## Page excerpt
Salt by Christine Lorenz

Issue 154

Salt is the commonest of common things. Essential as it is to human lives, salt finds its place in countless metaphors. We can taste it when we can’t see it, in our tears, on our skin; it makes us thirsty if we have too much. As a mineral in the world, it has a sort of life of its own. Left to its own devices, salt fluctuates between visible and invisible, organizing itself into structures and patterns, and dissolving again. Under ideal circumstances, the mineral settles into clean-edged structures that maintain clarity and precise right angles as they grow.

But circumstances are rarely ideal.  Fluctuations in temperature or humidity, an occasional jostle, or pollution in the water will disrupt the crystal formation. Any state we witness is a moment from a process of becoming, and our own mutable nature is there, in crystals that never quite reach an ideal form.

All of the salt formations in the following photographs are composed of common table salt and water, boiled on the kitchen stove. The crystals are grown various surfaces including glass, ceramic, acrylic, and paper, and photographed using consumer-grade macro lenses and DSLR cameras. I use Photoshop for focus stacking and image cleanup; the subject matter is black and white in real life.

Christine Lorenz (she/her) lives and works in Pittsburgh.

## Collected data
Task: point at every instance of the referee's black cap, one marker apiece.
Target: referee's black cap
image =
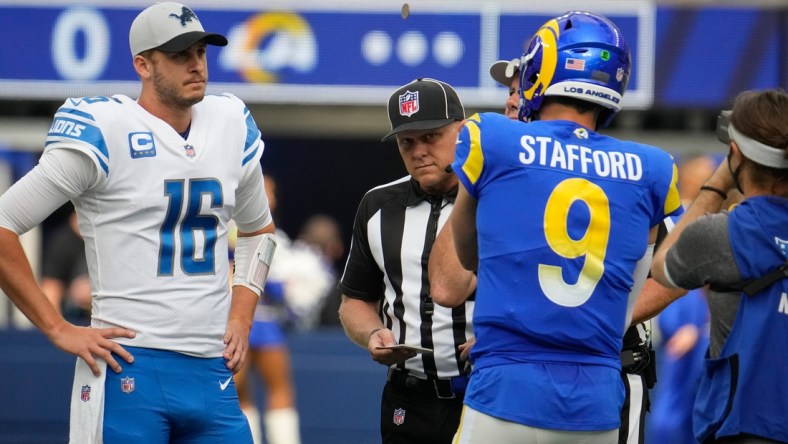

## Exercise requirements
**1.** Answer these about the salt piece:
(a) Under ideal circumstances, what does the mineral settle into?
(b) On what surfaces are the crystals grown?
(c) Where does Christine Lorenz live and work?
**2.** Please print the part of the salt piece starting at "Salt by Christine" and ending at "as they grow.", word for word.

## Outputs for the tasks
**1.**
(a) Clean-edged structures that maintain clarity and precise right angles as they grow.
(b) Glass, ceramic, acrylic, and paper.
(c) Pittsburgh.

**2.**
Salt by Christine Lorenz

Issue 154

Salt is the commonest of common things. Essential as it is to human lives, salt finds its place in countless metaphors. We can taste it when we can’t see it, in our tears, on our skin; it makes us thirsty if we have too much. As a mineral in the world, it has a sort of life of its own. Left to its own devices, salt fluctuates between visible and invisible, organizing itself into structures and patterns, and dissolving again. Under ideal circumstances, the mineral settles into clean-edged structures that maintain clarity and precise right angles as they grow.